# MATERIAL SHOWN
■ ■ ■ ■

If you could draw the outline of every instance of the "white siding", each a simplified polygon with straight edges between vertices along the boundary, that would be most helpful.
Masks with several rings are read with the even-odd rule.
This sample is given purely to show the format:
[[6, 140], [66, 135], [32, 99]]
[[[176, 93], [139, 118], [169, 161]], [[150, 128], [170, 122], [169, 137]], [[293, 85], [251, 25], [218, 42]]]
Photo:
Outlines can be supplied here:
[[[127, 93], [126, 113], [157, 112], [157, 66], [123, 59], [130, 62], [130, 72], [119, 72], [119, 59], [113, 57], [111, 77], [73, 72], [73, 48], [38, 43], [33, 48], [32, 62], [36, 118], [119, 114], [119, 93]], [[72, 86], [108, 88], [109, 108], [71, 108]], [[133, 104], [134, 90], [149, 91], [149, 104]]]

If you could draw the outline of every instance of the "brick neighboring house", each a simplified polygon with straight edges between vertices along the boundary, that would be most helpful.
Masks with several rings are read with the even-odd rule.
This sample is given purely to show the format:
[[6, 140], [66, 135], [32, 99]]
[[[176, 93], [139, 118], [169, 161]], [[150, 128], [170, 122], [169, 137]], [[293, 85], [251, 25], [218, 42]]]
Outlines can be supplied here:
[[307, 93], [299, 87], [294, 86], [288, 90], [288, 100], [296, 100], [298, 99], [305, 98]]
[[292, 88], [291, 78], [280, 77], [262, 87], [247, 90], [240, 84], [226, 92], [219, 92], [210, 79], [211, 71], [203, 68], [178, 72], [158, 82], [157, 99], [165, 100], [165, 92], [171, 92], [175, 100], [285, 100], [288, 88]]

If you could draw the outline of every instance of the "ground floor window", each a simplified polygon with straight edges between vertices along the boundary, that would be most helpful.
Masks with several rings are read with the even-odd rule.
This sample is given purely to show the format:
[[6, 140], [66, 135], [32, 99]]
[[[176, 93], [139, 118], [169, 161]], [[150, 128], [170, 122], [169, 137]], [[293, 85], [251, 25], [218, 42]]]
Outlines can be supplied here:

■ ■ ■ ■

Quote the whole listing above, leaving nothing out.

# WORKED SOLUTION
If you could draw the outline of every instance of the "white siding", each a simplified polygon with straight edges between vertices along the boundary, that would be most helpful.
Masks with several rings are read with the even-odd rule.
This sample is given purely to show the format:
[[6, 140], [66, 135], [32, 99]]
[[[176, 93], [139, 118], [169, 161]], [[150, 128], [170, 122], [169, 137]], [[293, 85], [251, 25], [218, 42]]]
Photo:
Outlines can be supplied here:
[[[127, 93], [126, 113], [157, 112], [157, 66], [123, 59], [130, 62], [130, 72], [119, 72], [119, 59], [113, 57], [111, 77], [73, 72], [73, 48], [38, 43], [33, 48], [32, 62], [36, 118], [119, 114], [119, 93]], [[72, 86], [108, 88], [109, 108], [71, 108]], [[133, 104], [134, 90], [149, 91], [149, 104]]]

If you could draw the outline of every instance of the "brick neighboring house", each a simplified polygon with straight edges between vertices along the boundary, that would be most helpful.
Masks with several rings are read with the even-odd rule.
This sample is given purely to show the format:
[[6, 140], [66, 135], [32, 99]]
[[[176, 93], [139, 118], [169, 161]], [[150, 128], [170, 122], [169, 137]], [[293, 85], [251, 25], [218, 42]]]
Outlines can be supplied here:
[[307, 93], [299, 87], [294, 86], [288, 90], [288, 100], [296, 100], [298, 99], [305, 98]]
[[292, 88], [291, 78], [280, 77], [262, 87], [247, 90], [240, 84], [226, 92], [219, 92], [210, 79], [211, 71], [203, 68], [178, 72], [158, 82], [157, 99], [165, 100], [165, 92], [171, 92], [175, 100], [285, 100], [288, 88]]

If you could draw the outline of every instance of the "ground floor window", each a simplified polygon with straight edges between vertices along the boundary, that would be most helpful.
Masks with several rings are read with the even-odd rule.
This sample is given purely to show the format:
[[6, 140], [66, 135], [32, 99]]
[[[176, 93], [139, 118], [169, 161]], [[150, 128], [170, 122], [169, 137]], [[293, 85], [251, 25], [218, 42]]]
Outlines can be supplied here:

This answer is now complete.